— BEGIN Source extract —

Hess: There are three thrusts this year. You can’t go to New Orleans without looking at global climate change, and so climate modeling and all the technologies and software and work that’s being done in that area will be a strong area of emphasis for us. Heterogeneous computing is also an area we are paying special attention to in the SC10 program. And the third area is data intensive applications. That’s been an issue for a long time, but now it’s becoming a driving issue: how do you move large data around, how do you visualize it, and so on.

Those are the three thrusts that this year’s committee feels are really going to drive supercomputing on a national and international scale.

insideHPC: For SC09 there was a big focus on sustainability, and certainly both the technical program and Vice President Gore’s talk brought in the topics of climate change. Do you think this is something that we’ll see continue beyond SC10?

Hess: Definitely. We probably won’t solve the problem for years and years, but how we approach the issue will change over time, and so it will remain an interesting and timely topic for future SC conference.

Speaking generally, I’ve worked with the conference chairs over the past four years in developing thrusts for the conference, and we try to work together from year to year to make sure we don’t have abrupt changes. We will be taking the work that we’re seeing at SC09 and moving that forward to SC10. You’ll see that obviously with climate. With sustainability it won’t be a thrust for SC10, but it will just be part of how we run the business of the conference. Every chair builds on the shoulders of the past chairs, and each year builds on the successes and lessons of the years before.

insideHPC: Each year the conference pushes an area that is just on the cusp of emerging in the HPC community. For example, there were several events around efficient datacenter design during SC09, reflecting the shift in the community that was really just picking up speed during this year. What emerging issues will we see reflected in the SC10 program?

Hess: I think the edge in 2010 will be specifically around the heterogeneous architecture work that is going on. During SC09 the most heavily attended tutorial — in fact, they had to move to the ballroom — was the CUDA tutorial. Yesterday I saw clusters with Atom processors on the exhibit floor. People are really getting very creative as they struggle to create new supercomputers for a variety of new missions where HPC is starting to have a real impact. Areas like search, finance, and cybersecurity.

We are in a time period now where there are a lot of disruptions in technology and the programs, we’ve had a large change in government focus. It’s a very disruptive time, and we’re looking at what that means both to the HPC industry, and to the people that will need to use supercomputing in these new mission areas.

insideHPC:Tell me about you and your history with the conference. It’s a tremendous amount of work and an incredible commitment. Why do it?

— END Source extract —
— BEGIN Material —

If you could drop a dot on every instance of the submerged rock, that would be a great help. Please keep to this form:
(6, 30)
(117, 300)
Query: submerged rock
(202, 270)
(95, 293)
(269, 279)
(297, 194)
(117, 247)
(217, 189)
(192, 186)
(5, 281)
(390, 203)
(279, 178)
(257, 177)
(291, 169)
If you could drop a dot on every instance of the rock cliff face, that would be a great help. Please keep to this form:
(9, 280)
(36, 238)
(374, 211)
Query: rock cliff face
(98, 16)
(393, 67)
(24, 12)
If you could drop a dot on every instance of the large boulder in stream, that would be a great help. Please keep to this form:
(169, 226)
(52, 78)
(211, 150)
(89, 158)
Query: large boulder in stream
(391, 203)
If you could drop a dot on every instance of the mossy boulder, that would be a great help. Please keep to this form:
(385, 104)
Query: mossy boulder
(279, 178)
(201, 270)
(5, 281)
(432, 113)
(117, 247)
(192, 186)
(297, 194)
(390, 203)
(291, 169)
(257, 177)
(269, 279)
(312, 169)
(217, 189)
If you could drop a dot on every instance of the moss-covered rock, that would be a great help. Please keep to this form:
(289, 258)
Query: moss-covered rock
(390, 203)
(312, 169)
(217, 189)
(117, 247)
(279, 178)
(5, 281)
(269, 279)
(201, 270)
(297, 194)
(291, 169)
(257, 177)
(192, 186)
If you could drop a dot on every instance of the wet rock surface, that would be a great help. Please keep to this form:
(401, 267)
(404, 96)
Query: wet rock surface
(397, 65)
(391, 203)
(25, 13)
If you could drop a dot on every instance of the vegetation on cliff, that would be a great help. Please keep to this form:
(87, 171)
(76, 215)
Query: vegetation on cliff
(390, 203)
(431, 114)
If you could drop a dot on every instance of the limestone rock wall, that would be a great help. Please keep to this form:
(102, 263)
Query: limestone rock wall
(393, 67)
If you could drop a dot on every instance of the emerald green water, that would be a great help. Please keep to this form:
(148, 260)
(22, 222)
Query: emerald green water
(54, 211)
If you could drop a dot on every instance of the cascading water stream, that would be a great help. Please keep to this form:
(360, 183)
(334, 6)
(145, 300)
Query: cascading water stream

— END Material —

# Set problem A
Reproduce the SC10 interview from "insideHPC: For SC09" down to "continue beyond SC10?", swapping "sustainability" for "energy efficiency".
# Set problem B
Answer these questions from the SC10 interview:
(i) What are the three thrusts of the SC10 program?
(ii) Which tutorial was the most heavily attended during SC09?
(iii) What kind of processors did Hess see in clusters on the exhibit floor?
# Set problem C
Summarize the SC10 interview in two sentences.

# Full output A
insideHPC: For SC09 there was a big focus on energy efficiency, and certainly both the technical program and Vice President Gore’s talk brought in the topics of climate change. Do you think this is something that we’ll see continue beyond SC10?

# Full output B
(i) Climate modeling and global climate change, heterogeneous computing, and data intensive applications.
(ii) The CUDA tutorial.
(iii) Atom processors.

# Full output C
Hess names climate modeling, heterogeneous computing, and data intensive applications as the three thrusts of SC10, and says climate will remain a topic for future SC conferences while sustainability becomes part of how the conference is run rather than a thrust. Hess expects heterogeneous architecture work to be the emerging edge in 2010, as HPC starts to have a real impact on new missions such as search, finance, and cybersecurity during a very disruptive time.